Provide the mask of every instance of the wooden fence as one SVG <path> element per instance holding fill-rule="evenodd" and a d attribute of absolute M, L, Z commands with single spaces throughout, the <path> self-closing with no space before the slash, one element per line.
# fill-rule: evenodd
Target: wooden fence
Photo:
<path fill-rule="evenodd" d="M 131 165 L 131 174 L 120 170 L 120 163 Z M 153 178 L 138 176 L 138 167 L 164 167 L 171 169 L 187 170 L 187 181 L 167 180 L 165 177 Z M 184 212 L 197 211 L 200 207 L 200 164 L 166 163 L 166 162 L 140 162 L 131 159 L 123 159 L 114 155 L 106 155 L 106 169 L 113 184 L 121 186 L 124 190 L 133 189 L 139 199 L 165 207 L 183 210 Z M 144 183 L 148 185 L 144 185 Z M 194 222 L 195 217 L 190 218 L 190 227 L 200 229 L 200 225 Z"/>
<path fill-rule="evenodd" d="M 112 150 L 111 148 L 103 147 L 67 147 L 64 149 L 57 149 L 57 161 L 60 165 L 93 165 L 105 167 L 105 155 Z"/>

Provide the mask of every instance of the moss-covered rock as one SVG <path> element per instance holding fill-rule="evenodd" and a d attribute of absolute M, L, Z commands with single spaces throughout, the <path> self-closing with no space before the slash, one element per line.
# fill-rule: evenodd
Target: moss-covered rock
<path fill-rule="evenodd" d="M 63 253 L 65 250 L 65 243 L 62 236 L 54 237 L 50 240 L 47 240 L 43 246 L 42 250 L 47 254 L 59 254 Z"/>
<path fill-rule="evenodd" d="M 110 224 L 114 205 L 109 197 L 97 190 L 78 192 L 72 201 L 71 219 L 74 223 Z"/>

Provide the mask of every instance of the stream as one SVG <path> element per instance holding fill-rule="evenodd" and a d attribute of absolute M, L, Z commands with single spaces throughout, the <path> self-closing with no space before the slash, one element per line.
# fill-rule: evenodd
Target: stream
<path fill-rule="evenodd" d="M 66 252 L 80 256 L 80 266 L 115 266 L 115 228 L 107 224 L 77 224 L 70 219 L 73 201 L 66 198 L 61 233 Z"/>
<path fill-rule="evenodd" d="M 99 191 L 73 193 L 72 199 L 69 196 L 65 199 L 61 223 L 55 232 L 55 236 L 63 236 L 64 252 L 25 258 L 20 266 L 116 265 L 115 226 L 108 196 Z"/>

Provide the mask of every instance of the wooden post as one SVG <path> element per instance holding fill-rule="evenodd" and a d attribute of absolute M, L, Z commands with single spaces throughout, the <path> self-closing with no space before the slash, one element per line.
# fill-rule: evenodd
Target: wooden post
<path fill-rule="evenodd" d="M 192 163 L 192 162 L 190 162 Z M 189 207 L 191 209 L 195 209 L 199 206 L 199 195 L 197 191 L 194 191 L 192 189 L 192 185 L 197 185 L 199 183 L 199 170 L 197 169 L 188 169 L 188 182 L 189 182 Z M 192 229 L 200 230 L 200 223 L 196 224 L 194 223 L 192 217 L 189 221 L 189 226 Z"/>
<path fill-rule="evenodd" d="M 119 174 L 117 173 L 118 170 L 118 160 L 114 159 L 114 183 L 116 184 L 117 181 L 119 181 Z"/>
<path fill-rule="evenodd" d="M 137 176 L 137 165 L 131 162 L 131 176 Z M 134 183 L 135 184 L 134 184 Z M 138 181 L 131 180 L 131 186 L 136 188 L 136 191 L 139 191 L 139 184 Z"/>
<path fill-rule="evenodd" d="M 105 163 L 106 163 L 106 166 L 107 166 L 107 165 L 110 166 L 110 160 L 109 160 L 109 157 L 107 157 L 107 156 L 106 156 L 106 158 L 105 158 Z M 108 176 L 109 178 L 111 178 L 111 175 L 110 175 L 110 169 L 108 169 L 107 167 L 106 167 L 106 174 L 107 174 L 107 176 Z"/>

------------------------------------------------------------------------

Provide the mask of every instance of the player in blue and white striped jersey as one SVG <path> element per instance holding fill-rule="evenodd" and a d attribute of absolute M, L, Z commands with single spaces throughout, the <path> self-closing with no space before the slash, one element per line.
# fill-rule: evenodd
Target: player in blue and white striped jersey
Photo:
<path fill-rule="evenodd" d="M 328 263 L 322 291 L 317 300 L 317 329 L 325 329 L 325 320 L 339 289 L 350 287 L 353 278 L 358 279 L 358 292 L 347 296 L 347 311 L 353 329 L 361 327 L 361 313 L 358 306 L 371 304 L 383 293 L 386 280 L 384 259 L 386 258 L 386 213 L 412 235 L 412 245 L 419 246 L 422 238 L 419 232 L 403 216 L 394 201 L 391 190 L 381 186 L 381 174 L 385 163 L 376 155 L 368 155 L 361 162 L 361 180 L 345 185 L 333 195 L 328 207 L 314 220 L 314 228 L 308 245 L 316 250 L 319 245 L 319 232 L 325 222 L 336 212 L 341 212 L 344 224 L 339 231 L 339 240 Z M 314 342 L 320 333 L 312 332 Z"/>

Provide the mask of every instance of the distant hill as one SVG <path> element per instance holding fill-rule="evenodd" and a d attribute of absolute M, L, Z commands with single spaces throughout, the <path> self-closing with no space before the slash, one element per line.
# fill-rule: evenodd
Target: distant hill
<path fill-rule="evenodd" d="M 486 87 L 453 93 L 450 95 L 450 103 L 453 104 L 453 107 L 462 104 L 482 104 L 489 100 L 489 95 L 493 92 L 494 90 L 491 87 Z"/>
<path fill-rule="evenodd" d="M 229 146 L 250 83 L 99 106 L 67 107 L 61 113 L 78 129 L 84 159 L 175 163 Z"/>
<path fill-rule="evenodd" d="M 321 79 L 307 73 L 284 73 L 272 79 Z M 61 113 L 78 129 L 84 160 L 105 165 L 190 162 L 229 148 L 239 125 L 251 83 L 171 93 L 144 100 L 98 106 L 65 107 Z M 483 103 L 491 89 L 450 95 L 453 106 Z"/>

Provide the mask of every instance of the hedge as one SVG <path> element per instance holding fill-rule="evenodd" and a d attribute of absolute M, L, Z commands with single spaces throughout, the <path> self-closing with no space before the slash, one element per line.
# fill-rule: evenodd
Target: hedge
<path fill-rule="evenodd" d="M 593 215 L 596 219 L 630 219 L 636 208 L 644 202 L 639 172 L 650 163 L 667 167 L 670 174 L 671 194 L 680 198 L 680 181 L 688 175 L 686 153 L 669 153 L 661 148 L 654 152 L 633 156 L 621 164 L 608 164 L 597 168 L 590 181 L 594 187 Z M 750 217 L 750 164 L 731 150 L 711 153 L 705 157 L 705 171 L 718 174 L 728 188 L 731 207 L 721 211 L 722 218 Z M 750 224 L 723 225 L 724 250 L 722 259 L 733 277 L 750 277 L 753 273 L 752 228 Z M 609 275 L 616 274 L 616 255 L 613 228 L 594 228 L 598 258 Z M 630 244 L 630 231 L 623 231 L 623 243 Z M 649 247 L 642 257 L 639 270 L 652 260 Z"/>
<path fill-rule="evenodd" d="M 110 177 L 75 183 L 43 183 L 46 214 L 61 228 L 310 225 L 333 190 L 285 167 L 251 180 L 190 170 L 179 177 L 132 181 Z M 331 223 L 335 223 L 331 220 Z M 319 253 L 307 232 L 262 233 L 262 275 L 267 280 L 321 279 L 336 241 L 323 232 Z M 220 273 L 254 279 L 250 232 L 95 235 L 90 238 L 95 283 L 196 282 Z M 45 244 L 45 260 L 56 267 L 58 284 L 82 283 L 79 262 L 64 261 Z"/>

------------------------------------------------------------------------

-- Problem statement --
In how many lines of the records does the word "striped" occur? Reply with the number only.

-- Answer below --
2